--- PASSAGE TO READ ---

LTA Mobility Sensing Project for Land Transport Master Plan (LTMP) 2040

Table of Contents 📑

• Project Objective
• Project Outline
  • Part 1 (Data Retrieval)
  • Part 2 (Data Loading, Merging, Cleaning, Selection)
  • Part 3 (Statistical Feature-Based Approach Data Modeling)
• Code and Resources Used

Project Objective

Location information about commuter activities is vital for planning for travel disruptions and infrastructural development. The Mobility Sensing Project aims to find innovative and novel ways to identify travel patterns from GPS data and other multi-sensory data collected in smartphones. This will be transformative to provide personalised travel information.

Project Outline

Part 1

• Retrieve data from AWS S3 bucket
• Download to local machine as csv file
• Assisted in data collection through mobility sensing application (trial) created by LTA's software engineer

Part 2

• Load and merge 3 files into Python
• Perform initial cleaning phase such as removing duplicates and converting epoch to date and time
• Selected raw features: Accelerometer, Gyroscope, Magnetometer
  • Barometer (Not all users have baraometer sensor in their phones)
  • GPS Location (Use too much battery power and sampled at vastly different frequency)
  • Light sensor (Not useful based on previous literature, affected when mobile in bag or pants etc.)
  • Pedometer (Only for walking, unable to differentiate once on different vechicles)

--- RECORDED INFORMATION ---

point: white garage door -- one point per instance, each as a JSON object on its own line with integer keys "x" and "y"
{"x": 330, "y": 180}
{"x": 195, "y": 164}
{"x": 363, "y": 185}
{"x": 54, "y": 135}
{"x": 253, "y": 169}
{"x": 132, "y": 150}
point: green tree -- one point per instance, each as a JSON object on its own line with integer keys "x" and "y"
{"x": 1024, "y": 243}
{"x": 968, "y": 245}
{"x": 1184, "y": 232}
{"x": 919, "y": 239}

---
--- RECORDED INFORMATION ---

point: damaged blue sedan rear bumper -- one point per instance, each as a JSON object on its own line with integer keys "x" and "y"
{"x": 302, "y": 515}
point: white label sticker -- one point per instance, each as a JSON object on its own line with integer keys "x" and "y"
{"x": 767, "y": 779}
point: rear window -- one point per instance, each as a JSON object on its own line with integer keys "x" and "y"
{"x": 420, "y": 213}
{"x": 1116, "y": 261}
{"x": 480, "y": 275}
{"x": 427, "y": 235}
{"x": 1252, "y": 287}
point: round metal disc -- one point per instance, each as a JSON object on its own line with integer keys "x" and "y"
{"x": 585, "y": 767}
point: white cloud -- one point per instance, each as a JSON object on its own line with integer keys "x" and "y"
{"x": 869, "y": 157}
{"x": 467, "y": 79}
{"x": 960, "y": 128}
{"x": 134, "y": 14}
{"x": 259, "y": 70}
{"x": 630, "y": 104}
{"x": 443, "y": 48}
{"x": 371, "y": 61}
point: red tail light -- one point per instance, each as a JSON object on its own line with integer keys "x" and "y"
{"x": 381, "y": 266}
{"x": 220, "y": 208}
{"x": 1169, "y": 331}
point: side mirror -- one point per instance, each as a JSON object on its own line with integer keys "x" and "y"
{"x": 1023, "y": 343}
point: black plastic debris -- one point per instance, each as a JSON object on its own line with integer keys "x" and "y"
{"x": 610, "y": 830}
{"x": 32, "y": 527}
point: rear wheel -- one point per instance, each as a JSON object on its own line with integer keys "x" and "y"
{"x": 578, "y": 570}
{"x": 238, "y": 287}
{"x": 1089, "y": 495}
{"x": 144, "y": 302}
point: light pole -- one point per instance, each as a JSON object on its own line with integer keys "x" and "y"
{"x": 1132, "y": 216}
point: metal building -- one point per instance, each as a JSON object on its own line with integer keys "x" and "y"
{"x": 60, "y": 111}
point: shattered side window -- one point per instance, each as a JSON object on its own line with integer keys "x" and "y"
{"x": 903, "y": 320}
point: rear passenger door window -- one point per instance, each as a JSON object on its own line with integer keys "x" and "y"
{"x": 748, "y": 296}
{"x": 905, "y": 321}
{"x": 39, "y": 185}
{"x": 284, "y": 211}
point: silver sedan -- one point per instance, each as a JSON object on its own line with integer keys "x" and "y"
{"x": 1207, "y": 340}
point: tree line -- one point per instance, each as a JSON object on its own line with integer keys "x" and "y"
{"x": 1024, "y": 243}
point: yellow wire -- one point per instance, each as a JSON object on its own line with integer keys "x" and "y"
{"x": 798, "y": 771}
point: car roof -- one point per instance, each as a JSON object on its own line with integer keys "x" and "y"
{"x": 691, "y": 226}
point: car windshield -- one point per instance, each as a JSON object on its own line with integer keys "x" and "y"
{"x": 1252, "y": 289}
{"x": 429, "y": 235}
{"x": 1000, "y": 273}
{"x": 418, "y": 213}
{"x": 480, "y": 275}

---
--- RECORDED INFORMATION ---

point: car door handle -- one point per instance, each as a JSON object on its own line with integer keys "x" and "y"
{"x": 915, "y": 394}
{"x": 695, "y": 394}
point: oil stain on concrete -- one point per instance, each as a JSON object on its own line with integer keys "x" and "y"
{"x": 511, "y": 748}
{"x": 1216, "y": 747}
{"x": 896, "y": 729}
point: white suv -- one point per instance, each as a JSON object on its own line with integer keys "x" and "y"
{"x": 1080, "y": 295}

---

TASK GOAL :: Please sum up the mobility sensing project page above in two sentences.

CORRECT RESULT :: The Mobility Sensing Project aims to find innovative ways to identify travel patterns from GPS data and other multi-sensory data collected in smartphones, and it notes that location information about commuter activities is vital for planning for travel disruptions and infrastructural development. Its outline covers retrieving data from an AWS S3 bucket and downloading it as a csv file, then loading and merging 3 files in Python, cleaning them by removing duplicates and converting epoch to date and time, and selecting accelerometer, gyroscope and magnetometer readings as raw features.